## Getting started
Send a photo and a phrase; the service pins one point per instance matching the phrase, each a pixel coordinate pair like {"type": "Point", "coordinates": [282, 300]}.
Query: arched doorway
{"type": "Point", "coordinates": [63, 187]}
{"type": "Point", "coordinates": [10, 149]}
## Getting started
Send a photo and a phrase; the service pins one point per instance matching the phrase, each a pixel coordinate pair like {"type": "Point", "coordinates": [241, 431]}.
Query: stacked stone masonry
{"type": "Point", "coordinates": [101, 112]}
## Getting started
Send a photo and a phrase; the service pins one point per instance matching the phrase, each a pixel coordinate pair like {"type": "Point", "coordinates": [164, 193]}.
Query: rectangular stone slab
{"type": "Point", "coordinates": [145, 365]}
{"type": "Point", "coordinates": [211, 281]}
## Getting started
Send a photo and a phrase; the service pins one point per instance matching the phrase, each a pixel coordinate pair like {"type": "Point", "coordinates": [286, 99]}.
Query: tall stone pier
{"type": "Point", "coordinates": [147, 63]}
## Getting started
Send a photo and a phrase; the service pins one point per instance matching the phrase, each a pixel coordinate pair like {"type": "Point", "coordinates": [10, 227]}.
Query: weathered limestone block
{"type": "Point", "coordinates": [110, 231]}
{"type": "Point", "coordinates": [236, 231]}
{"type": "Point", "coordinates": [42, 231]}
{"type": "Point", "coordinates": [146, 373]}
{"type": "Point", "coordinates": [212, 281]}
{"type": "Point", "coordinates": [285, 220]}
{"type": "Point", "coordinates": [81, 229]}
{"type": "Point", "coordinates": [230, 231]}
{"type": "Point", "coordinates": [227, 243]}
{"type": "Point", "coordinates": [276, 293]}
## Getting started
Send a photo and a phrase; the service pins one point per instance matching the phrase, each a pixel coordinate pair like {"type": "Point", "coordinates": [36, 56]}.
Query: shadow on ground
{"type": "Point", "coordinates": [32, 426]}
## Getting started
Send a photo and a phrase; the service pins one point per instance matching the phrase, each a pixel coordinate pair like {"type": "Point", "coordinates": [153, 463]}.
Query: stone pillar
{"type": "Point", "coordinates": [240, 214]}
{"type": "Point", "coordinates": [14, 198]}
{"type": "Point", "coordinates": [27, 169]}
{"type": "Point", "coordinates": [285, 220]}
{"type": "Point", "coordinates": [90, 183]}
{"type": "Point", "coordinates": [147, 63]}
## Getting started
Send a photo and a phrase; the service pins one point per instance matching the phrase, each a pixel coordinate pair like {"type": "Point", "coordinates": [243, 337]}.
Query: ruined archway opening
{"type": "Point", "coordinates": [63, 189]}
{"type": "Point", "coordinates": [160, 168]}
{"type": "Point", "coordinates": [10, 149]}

### Task prompt
Please show the lines of the material that contain the string "photo".

### Response area
Send a photo and a phrase; the service pins one point per instance matching the phrase, each a pixel coordinate pair like {"type": "Point", "coordinates": [282, 300]}.
Send a photo and a phrase; the service pins one point per instance matching the phrase, each a pixel coordinate pair like {"type": "Point", "coordinates": [241, 431]}.
Send a photo and a phrase; the service pins one point per instance matching the phrase, each a pixel coordinate pair like {"type": "Point", "coordinates": [164, 193]}.
Send a photo and a phrase; the service pins one point per instance matching the phrase, each a pixel coordinate pair like {"type": "Point", "coordinates": [286, 99]}.
Send a photo and a phrase; the service pins one point per instance matching the phrase, each a pixel coordinate pair like {"type": "Point", "coordinates": [10, 227]}.
Send a photo and a phrase; the service pins one point per instance matching the phrase, each a pixel coordinate pair like {"type": "Point", "coordinates": [36, 56]}.
Send a photo and a phrase; the service pins one point per instance matching the phrase, each a pixel coordinate pair like {"type": "Point", "coordinates": [153, 463]}.
Send a photo and a phrase; the service pins one point per instance matching the phrase, each a pixel coordinate pair like {"type": "Point", "coordinates": [243, 337]}.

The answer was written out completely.